*Task to complete*
Please print all of the material below line for line, changing nothing.
+--
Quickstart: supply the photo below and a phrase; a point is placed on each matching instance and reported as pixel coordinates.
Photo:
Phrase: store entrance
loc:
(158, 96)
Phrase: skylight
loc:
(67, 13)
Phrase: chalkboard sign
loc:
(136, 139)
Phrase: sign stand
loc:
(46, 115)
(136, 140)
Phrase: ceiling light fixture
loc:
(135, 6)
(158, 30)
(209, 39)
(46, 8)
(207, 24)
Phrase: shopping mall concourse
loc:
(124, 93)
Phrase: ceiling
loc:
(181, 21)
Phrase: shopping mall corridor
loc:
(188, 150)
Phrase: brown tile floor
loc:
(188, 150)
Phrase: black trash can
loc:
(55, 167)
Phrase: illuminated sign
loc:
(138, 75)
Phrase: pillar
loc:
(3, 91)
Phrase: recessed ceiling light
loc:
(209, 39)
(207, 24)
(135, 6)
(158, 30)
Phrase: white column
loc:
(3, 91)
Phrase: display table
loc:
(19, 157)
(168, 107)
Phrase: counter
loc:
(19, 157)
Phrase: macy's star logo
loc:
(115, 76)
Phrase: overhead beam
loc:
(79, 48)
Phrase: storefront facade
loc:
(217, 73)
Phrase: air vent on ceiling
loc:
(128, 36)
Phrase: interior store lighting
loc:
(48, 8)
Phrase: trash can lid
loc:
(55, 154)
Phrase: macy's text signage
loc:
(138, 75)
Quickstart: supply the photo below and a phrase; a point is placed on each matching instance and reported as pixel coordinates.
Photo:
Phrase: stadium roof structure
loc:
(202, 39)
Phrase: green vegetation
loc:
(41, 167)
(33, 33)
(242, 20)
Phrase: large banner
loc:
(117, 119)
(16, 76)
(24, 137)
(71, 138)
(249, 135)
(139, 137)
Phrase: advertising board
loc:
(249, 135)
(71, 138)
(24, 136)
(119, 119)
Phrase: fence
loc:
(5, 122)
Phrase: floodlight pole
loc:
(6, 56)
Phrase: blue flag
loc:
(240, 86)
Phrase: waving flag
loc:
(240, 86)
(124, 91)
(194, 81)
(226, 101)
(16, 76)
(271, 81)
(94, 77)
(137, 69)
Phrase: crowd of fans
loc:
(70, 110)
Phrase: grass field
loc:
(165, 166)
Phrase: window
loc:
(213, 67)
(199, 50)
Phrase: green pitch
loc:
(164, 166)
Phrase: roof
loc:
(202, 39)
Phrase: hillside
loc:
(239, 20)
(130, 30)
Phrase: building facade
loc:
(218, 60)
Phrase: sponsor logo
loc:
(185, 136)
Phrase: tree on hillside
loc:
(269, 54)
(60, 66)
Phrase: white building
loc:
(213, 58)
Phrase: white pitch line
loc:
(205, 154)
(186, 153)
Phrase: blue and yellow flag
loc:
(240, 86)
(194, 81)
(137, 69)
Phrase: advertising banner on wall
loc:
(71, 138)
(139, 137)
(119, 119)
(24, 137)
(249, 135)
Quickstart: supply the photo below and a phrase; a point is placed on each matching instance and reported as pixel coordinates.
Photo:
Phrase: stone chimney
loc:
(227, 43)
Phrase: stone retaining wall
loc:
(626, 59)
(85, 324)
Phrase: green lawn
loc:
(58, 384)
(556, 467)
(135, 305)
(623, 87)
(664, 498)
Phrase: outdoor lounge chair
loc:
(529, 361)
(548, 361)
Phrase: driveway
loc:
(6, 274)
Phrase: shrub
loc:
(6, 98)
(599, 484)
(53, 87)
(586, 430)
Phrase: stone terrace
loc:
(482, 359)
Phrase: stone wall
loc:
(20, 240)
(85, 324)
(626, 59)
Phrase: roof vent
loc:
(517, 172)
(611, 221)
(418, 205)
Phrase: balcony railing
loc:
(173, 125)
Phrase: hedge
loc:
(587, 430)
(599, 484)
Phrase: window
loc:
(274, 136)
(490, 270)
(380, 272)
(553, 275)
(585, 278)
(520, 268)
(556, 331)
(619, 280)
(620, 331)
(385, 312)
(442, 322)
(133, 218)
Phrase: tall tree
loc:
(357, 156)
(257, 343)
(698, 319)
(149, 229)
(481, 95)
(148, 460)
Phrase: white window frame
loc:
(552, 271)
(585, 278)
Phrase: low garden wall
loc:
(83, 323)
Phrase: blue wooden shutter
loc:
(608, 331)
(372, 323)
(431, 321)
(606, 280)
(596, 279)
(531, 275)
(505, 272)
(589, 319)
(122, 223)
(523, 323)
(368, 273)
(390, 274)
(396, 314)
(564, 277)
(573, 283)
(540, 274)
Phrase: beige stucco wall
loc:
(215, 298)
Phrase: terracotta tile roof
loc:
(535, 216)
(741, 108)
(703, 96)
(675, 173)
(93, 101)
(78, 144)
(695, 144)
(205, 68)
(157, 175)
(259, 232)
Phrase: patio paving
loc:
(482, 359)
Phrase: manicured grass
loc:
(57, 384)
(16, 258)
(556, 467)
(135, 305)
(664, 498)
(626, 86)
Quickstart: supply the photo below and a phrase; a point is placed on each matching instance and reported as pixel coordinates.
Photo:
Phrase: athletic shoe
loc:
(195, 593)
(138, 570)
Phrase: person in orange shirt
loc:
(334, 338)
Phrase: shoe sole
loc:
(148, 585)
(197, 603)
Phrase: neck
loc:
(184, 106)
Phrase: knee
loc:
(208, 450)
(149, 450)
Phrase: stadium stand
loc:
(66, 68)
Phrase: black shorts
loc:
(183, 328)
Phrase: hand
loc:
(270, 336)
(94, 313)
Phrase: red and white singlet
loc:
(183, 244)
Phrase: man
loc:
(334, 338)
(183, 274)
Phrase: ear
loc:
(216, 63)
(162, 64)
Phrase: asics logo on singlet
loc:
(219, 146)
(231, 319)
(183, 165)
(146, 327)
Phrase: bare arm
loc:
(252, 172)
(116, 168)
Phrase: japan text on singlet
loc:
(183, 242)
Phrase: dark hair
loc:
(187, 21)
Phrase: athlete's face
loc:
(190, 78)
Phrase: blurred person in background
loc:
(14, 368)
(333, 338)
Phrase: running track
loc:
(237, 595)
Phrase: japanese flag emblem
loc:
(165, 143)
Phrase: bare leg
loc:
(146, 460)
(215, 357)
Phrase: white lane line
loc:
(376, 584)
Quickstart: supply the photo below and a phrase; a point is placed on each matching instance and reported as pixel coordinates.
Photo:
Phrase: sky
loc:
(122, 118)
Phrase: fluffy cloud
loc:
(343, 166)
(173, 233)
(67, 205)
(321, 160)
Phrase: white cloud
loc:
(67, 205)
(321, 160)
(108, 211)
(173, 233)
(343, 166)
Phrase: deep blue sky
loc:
+--
*Output of the task*
Quickstart: supply the photo below and a phrase; a point is placed on each matching instance and reported as pixel coordinates.
Photo:
Phrase: store entrance
loc:
(158, 96)
Phrase: skylight
loc:
(67, 13)
Phrase: chalkboard sign
loc:
(136, 139)
Phrase: sign stand
loc:
(46, 115)
(136, 140)
Phrase: ceiling light fixture
loc:
(135, 6)
(158, 30)
(209, 39)
(46, 8)
(207, 24)
Phrase: shopping mall concourse
loc:
(124, 93)
Phrase: ceiling
loc:
(181, 21)
Phrase: shopping mall corridor
loc:
(188, 150)
Phrase: brown tile floor
loc:
(188, 150)
Phrase: black trash can
loc:
(55, 167)
Phrase: illuminated sign
loc:
(138, 75)
Phrase: pillar
loc:
(3, 91)
Phrase: recessed ceiling light
loc:
(209, 39)
(207, 24)
(135, 6)
(158, 30)
Phrase: white column
loc:
(3, 91)
Phrase: display table
loc:
(19, 157)
(168, 107)
Phrase: counter
loc:
(19, 157)
Phrase: macy's star logo
loc:
(115, 76)
Phrase: overhead beam
loc:
(79, 48)
Phrase: storefront facade
loc:
(217, 73)
Phrase: air vent on ceiling
loc:
(128, 36)
Phrase: interior store lighting
loc:
(48, 8)
Phrase: trash can lid
loc:
(55, 154)
Phrase: macy's text signage
loc:
(138, 75)
Quickstart: supply the photo below and a phrase; a point is placed on each matching instance and reported as pixel coordinates.
Photo:
Phrase: stadium roof structure
loc:
(202, 39)
Phrase: green vegetation
loc:
(41, 167)
(33, 33)
(242, 20)
Phrase: large banner
loc:
(117, 119)
(16, 76)
(24, 137)
(71, 138)
(249, 135)
(139, 137)
Phrase: advertising board
loc:
(249, 135)
(71, 138)
(24, 136)
(119, 119)
Phrase: fence
loc:
(5, 122)
Phrase: floodlight pole
loc:
(6, 56)
Phrase: blue flag
loc:
(240, 86)
Phrase: waving flag
loc:
(240, 86)
(124, 91)
(194, 81)
(226, 101)
(16, 76)
(271, 81)
(94, 77)
(137, 69)
Phrase: crowd of fans
loc:
(70, 110)
Phrase: grass field
loc:
(165, 166)
Phrase: window
loc:
(213, 67)
(199, 50)
Phrase: green pitch
loc:
(164, 166)
Phrase: roof
loc:
(202, 39)
Phrase: hillside
loc:
(239, 20)
(130, 30)
Phrase: building facade
loc:
(218, 60)
Phrase: sponsor logo
loc:
(185, 136)
Phrase: tree on hillside
loc:
(269, 54)
(60, 66)
Phrase: white building
loc:
(213, 58)
Phrase: white pitch line
loc:
(205, 154)
(186, 153)
Phrase: blue and yellow flag
loc:
(240, 86)
(194, 81)
(137, 69)
Phrase: advertising banner on wall
loc:
(71, 138)
(139, 137)
(119, 119)
(24, 137)
(249, 135)
Quickstart: supply the photo below and a phrase; a point is placed on each matching instance and reported as pixel coordinates.
Photo:
Phrase: stone chimney
loc:
(227, 43)
Phrase: stone retaining wall
loc:
(626, 59)
(85, 324)
Phrase: green lawn
loc:
(58, 384)
(556, 467)
(135, 305)
(623, 87)
(664, 498)
Phrase: outdoor lounge chair
loc:
(529, 361)
(548, 361)
Phrase: driveway
loc:
(6, 274)
Phrase: shrub
loc:
(6, 98)
(599, 484)
(53, 87)
(586, 430)
Phrase: stone terrace
loc:
(482, 359)
Phrase: stone wall
loc:
(20, 240)
(85, 324)
(626, 59)
Phrase: roof vent
loc:
(517, 172)
(611, 221)
(418, 205)
Phrase: balcony railing
loc:
(173, 125)
Phrase: hedge
loc:
(587, 430)
(599, 484)
Phrase: window
loc:
(274, 136)
(490, 270)
(380, 272)
(553, 275)
(585, 278)
(520, 268)
(556, 331)
(619, 280)
(620, 331)
(385, 312)
(442, 322)
(133, 218)
Phrase: tall tree
loc:
(357, 156)
(257, 343)
(698, 319)
(149, 229)
(481, 95)
(148, 460)
Phrase: white window frame
loc:
(552, 271)
(585, 278)
Phrase: low garden wall
loc:
(83, 323)
Phrase: blue wooden shutter
loc:
(608, 331)
(372, 323)
(431, 321)
(606, 280)
(596, 279)
(531, 275)
(505, 272)
(589, 319)
(122, 223)
(523, 323)
(368, 273)
(390, 274)
(396, 314)
(564, 277)
(573, 283)
(540, 274)
Phrase: beige stucco wall
loc:
(215, 298)
Phrase: terracotta tile roof
loc:
(535, 216)
(741, 108)
(703, 96)
(675, 173)
(93, 101)
(78, 144)
(695, 144)
(205, 68)
(157, 175)
(259, 232)
Phrase: patio paving
loc:
(482, 359)
Phrase: manicured grass
loc:
(57, 384)
(16, 258)
(556, 467)
(135, 305)
(664, 498)
(626, 86)
Quickstart: supply the photo below and a phrase; a point is placed on each matching instance and reported as pixel coordinates.
Photo:
Phrase: athletic shoe
loc:
(195, 593)
(138, 570)
Phrase: person in orange shirt
loc:
(334, 338)
Phrase: shoe sole
loc:
(148, 585)
(197, 603)
Phrase: neck
loc:
(184, 106)
Phrase: knee
loc:
(208, 450)
(149, 450)
Phrase: stadium stand
loc:
(66, 68)
Phrase: black shorts
loc:
(183, 328)
Phrase: hand
loc:
(270, 336)
(94, 313)
Phrase: red and white singlet
loc:
(183, 244)
Phrase: man
loc:
(334, 338)
(183, 274)
Phrase: ear
loc:
(216, 63)
(162, 64)
Phrase: asics logo on singlet
loc:
(219, 146)
(231, 319)
(183, 165)
(146, 327)
Phrase: bare arm
loc:
(252, 172)
(116, 168)
Phrase: japan text on singlet
loc:
(183, 242)
Phrase: dark hair
loc:
(187, 21)
Phrase: athlete's face
loc:
(190, 78)
Phrase: blurred person in background
loc:
(14, 368)
(333, 338)
Phrase: running track
loc:
(237, 595)
Phrase: japanese flag emblem
loc:
(165, 143)
Phrase: bare leg
loc:
(146, 460)
(215, 357)
Phrase: white lane line
loc:
(376, 584)
Quickstart: supply the photo below and a phrase; a point is placed on each matching instance and reported as pixel coordinates.
Photo:
Phrase: sky
loc:
(122, 118)
Phrase: fluffy cloud
loc:
(343, 166)
(173, 233)
(67, 205)
(321, 160)
Phrase: white cloud
loc:
(67, 205)
(321, 160)
(108, 211)
(173, 233)
(343, 166)
Phrase: deep blue sky
loc:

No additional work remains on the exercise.